- The request
Reproduce the records starting with the line with "Medical annotation tool: circle the flower crown" and going on through the line with "0,44,120,200", replacing "circle" with "outline" and leaving everything else unchanged.
==*==
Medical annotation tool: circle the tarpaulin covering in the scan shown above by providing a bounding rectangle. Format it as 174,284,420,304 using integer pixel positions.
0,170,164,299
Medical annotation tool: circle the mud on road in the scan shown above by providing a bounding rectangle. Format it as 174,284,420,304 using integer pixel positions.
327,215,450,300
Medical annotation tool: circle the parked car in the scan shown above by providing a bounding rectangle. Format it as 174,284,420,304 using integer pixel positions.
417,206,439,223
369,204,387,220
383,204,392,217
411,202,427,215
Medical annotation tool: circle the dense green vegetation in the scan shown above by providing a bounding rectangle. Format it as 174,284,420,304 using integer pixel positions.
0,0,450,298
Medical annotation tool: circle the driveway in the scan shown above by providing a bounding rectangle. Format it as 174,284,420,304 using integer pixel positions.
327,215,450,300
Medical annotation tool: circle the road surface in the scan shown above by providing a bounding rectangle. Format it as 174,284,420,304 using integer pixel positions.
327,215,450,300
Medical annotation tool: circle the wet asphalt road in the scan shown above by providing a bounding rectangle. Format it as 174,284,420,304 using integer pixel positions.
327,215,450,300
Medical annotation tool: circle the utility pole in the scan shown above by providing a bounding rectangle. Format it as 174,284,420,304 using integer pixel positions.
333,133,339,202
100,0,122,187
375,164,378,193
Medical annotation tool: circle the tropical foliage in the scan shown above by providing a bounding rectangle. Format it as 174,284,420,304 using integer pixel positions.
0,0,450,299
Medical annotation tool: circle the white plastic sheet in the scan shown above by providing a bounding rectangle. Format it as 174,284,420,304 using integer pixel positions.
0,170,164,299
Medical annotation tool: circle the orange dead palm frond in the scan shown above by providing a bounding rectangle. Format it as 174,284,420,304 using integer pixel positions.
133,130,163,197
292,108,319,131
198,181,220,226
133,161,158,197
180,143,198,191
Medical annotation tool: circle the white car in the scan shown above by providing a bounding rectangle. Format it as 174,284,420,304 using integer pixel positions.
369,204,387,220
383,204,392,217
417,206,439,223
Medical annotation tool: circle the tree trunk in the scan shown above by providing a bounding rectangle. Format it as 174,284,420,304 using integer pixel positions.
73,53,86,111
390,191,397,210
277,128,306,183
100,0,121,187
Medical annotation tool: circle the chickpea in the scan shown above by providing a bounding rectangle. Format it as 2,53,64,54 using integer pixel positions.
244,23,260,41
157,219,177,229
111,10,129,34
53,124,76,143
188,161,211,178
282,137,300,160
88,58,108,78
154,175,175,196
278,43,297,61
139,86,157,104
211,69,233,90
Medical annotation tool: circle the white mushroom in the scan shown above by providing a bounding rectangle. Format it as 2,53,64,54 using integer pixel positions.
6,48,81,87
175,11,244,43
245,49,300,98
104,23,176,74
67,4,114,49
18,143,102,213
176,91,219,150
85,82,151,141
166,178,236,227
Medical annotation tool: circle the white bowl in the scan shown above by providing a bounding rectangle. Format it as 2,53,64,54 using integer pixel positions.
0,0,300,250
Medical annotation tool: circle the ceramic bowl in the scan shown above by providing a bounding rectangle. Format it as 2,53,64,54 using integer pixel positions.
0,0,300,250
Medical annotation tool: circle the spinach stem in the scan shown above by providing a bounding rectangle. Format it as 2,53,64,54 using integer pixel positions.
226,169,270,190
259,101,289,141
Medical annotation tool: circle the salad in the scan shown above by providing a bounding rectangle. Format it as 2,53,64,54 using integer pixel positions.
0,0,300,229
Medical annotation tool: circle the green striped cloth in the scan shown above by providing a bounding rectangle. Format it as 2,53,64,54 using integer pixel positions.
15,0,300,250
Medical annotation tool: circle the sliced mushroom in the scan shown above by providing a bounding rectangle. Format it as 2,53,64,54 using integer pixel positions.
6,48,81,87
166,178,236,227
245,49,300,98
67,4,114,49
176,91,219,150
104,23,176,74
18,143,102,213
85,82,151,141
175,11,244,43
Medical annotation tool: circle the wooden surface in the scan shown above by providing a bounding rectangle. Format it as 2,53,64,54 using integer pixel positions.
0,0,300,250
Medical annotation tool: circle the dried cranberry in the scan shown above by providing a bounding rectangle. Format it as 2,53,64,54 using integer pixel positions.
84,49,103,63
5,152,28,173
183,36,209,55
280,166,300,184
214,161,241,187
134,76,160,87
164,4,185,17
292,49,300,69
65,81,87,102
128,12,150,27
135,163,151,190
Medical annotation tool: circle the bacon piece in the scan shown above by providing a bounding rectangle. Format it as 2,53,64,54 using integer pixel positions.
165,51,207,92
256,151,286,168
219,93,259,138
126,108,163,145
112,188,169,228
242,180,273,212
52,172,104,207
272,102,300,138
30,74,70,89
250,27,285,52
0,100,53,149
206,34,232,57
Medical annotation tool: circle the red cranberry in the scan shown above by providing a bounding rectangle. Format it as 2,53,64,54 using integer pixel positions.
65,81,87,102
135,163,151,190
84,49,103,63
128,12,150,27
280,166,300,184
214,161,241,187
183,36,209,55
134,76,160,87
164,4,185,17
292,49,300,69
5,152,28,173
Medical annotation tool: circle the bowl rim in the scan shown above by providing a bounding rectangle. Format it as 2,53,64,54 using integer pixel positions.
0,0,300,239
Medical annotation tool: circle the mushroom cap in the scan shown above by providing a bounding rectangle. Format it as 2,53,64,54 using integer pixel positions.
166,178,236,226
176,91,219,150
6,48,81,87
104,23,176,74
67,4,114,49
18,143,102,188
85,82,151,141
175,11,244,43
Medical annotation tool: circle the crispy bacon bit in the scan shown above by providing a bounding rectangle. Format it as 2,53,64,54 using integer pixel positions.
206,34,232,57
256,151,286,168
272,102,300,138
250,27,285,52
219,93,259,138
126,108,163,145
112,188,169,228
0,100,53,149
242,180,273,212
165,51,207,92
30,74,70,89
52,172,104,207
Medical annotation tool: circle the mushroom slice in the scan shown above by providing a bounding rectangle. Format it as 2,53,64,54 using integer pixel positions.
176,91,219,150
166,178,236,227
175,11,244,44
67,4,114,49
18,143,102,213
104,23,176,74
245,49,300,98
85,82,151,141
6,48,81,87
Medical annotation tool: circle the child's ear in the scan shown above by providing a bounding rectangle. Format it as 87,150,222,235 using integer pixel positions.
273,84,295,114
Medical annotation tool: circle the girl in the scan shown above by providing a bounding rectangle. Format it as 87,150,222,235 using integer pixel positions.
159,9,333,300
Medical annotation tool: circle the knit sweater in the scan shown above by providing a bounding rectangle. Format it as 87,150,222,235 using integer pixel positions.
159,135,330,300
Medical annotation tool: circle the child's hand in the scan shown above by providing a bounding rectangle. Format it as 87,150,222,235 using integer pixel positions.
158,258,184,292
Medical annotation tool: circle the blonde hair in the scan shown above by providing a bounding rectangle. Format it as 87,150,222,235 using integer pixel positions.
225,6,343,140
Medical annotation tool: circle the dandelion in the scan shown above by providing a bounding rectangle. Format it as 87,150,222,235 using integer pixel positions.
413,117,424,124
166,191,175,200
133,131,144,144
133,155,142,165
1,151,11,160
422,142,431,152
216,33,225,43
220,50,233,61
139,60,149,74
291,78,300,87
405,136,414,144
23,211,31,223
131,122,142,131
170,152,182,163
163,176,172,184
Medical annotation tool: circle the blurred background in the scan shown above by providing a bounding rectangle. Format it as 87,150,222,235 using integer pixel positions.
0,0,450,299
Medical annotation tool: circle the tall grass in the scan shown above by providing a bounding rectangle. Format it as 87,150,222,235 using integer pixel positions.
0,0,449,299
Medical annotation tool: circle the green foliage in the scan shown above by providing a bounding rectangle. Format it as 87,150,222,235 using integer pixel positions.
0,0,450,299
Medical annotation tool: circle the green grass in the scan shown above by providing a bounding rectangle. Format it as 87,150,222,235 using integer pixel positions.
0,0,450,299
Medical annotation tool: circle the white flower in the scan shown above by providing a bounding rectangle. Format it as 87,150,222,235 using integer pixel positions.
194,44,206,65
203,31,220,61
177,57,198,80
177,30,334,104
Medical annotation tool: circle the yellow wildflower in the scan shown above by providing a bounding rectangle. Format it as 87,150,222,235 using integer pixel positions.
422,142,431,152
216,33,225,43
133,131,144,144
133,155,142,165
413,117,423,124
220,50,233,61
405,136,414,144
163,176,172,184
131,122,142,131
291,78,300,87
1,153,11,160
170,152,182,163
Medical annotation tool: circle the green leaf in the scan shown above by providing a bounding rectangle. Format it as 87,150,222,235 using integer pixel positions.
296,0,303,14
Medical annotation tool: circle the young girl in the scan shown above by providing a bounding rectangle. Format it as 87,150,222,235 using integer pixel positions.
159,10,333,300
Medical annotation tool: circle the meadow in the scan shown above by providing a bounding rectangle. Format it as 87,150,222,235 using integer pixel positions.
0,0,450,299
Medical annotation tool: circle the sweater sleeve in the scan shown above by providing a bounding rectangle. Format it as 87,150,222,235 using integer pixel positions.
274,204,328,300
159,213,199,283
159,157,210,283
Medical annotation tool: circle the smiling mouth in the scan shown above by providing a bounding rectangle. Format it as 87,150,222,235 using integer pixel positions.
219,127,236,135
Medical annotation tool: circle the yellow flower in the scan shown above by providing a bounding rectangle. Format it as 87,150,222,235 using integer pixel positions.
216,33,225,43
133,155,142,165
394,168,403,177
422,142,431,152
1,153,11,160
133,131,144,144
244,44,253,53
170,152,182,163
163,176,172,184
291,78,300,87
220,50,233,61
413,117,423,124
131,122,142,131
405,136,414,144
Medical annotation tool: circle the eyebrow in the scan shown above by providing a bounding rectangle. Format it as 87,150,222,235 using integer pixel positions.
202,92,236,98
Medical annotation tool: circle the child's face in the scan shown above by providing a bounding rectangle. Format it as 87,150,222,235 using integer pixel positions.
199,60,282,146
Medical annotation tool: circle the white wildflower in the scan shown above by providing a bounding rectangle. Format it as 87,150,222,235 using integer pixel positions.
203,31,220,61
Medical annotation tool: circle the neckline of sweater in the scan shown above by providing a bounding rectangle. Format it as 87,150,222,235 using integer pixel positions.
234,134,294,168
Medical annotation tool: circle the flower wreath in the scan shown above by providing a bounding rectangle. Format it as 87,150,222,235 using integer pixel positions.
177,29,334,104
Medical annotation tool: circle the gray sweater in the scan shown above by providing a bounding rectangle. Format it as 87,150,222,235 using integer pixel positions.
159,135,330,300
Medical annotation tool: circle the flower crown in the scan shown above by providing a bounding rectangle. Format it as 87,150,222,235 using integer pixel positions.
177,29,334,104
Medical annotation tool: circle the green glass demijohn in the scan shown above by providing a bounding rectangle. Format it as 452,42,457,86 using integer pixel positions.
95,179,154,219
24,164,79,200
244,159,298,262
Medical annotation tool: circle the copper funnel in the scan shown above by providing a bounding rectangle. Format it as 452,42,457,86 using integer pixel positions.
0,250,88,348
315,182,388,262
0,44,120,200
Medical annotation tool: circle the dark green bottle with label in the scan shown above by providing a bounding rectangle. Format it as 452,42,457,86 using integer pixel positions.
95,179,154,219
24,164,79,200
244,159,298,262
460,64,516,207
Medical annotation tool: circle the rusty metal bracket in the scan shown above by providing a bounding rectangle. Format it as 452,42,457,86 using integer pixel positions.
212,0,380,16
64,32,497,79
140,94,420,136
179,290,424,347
==*==
- Solution to this task
Medical annotation tool: outline the flower crown in the scan shown above by providing a bounding rectangle. Format it as 87,150,222,235 using integer pixel positions.
177,29,334,104
Medical annotation tool: outline the green glass demijohn in the scan shown above by providing a bounding rectangle. Format it as 452,42,457,86 using integer pixel positions.
95,179,154,219
24,164,79,200
244,159,298,262
Medical annotation tool: outline the copper funnel in the scan shown above by providing a bounding rectangle. Format it as 452,42,457,86 using integer pixel positions.
0,250,88,348
315,182,388,262
0,44,120,200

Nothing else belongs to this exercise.